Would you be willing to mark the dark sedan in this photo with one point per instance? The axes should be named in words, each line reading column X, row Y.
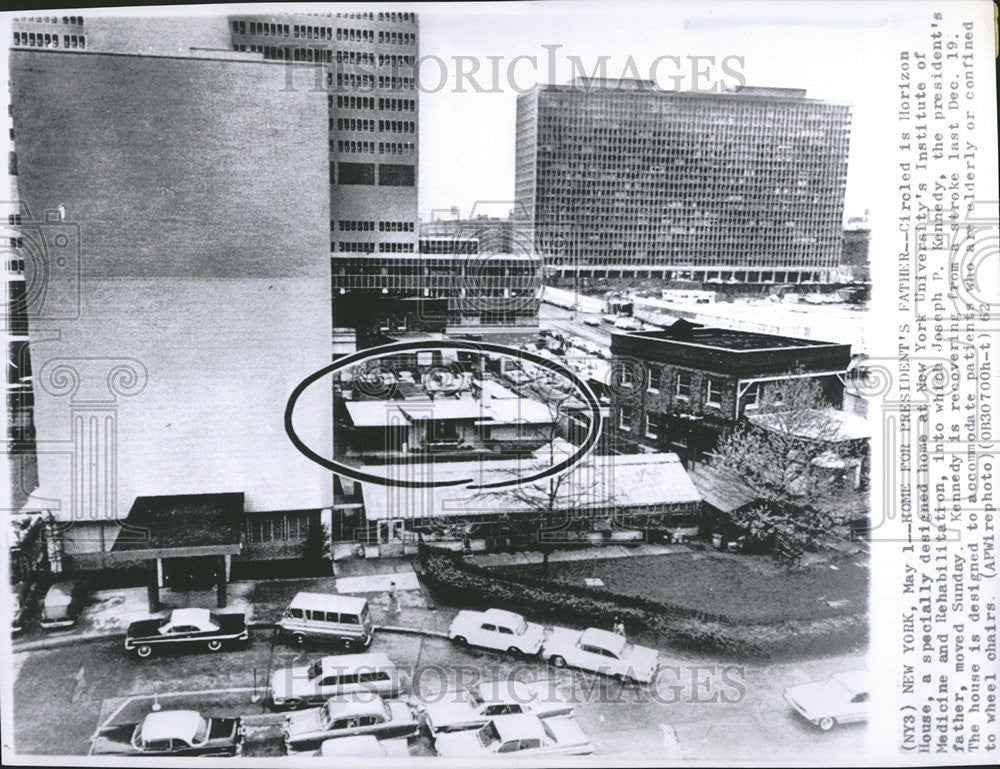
column 184, row 629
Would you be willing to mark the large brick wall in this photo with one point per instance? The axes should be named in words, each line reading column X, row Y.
column 199, row 193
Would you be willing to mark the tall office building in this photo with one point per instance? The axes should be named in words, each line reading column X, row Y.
column 366, row 64
column 623, row 180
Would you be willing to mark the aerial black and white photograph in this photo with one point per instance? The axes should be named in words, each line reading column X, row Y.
column 477, row 380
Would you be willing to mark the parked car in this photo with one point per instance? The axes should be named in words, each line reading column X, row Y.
column 62, row 605
column 184, row 629
column 347, row 716
column 364, row 746
column 471, row 707
column 328, row 617
column 172, row 733
column 334, row 676
column 497, row 629
column 600, row 651
column 517, row 736
column 841, row 699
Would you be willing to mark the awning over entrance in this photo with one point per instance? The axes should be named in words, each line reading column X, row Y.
column 181, row 526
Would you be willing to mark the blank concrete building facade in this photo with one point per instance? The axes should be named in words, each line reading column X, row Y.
column 620, row 179
column 192, row 297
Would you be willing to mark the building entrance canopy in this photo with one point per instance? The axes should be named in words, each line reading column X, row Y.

What the task requires :: Set down every record once more, word for word, without pictures.

Solution below ::
Would you be willing to mark the dark sedan in this photo with one point per instance? The axes should be named in words, each line reading column X, row Y.
column 184, row 629
Would you be willing to mark the large brick wall in this photo with one point per instance? The axes should be named in words, each line reading column X, row Y.
column 199, row 193
Would you be willing to mark the tall office building in this photo with one point per instance? The axes should be named in words, each line reading column X, row Y.
column 366, row 64
column 623, row 180
Would you be willing to mark the aerial black and white photograph in this photo with one point per instance? The axes should be named in words, each line reading column X, row Y.
column 477, row 380
Would you be willing to mark the parked car in this photo with one point per instance? The axes should be named in words, each line reading column X, row Y.
column 62, row 605
column 184, row 629
column 347, row 716
column 364, row 746
column 471, row 707
column 328, row 617
column 172, row 733
column 334, row 676
column 497, row 629
column 600, row 651
column 517, row 736
column 841, row 699
Would you be willing to mark the awning over entrance in this photo with one point per instance? The axes should be named in words, each line reading column X, row Y.
column 181, row 526
Would you be willing to mark the blank concrete building facade in this photo with one point per instance? The axes should be named in words, each line reading column X, row Y.
column 620, row 179
column 192, row 297
Would you be willing to mark the building entrance canopy in this photo with one point per instance? The axes should be named in words, each line reading column X, row Y.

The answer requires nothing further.